## Start
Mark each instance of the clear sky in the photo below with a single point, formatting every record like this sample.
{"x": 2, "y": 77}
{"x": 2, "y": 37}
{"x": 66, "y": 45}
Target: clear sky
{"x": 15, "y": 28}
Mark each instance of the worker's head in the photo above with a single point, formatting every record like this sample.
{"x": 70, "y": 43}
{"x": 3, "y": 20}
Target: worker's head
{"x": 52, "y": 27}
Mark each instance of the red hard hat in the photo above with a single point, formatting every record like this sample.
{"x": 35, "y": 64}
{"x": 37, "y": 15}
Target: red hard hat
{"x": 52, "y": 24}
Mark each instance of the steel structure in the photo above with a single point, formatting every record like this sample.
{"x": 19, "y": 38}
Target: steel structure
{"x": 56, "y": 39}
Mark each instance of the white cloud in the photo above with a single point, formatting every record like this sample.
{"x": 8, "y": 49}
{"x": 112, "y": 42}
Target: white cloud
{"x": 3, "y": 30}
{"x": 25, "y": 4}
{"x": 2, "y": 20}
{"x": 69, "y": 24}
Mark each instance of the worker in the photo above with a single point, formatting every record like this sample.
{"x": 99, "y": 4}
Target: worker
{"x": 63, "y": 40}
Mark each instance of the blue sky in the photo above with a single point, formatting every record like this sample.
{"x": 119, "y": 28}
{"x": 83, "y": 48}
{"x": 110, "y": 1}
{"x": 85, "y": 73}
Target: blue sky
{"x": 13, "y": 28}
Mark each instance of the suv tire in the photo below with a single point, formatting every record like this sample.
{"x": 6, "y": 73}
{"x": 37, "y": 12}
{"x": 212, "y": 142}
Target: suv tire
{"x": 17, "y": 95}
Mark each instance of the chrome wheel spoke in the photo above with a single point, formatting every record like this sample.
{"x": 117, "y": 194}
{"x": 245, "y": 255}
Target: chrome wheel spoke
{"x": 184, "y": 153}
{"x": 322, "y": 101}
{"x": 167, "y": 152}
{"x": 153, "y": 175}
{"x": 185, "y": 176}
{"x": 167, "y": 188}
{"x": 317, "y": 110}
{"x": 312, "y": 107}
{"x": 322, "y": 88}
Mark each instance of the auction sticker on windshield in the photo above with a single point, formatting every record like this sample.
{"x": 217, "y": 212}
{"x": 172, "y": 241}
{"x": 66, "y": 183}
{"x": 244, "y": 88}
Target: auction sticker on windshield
## End
* _GIVEN REQUEST_:
Write out, word for word, every line from the one containing "Mark each instance of the chrome" through the last line of the records above.

* _TASK SOLUTION_:
Mark each instance of the chrome wheel spoke in the photo above with a single point, formatting every record like this sample.
{"x": 117, "y": 194}
{"x": 245, "y": 255}
Target: chrome wheel spoke
{"x": 184, "y": 153}
{"x": 322, "y": 101}
{"x": 167, "y": 152}
{"x": 153, "y": 175}
{"x": 185, "y": 176}
{"x": 167, "y": 188}
{"x": 317, "y": 110}
{"x": 312, "y": 107}
{"x": 322, "y": 88}
Mark each instance of the auction sticker on windshield in the photo above with a single point, formatting every record like this sample.
{"x": 217, "y": 212}
{"x": 172, "y": 241}
{"x": 66, "y": 183}
{"x": 244, "y": 88}
Target: auction sticker on windshield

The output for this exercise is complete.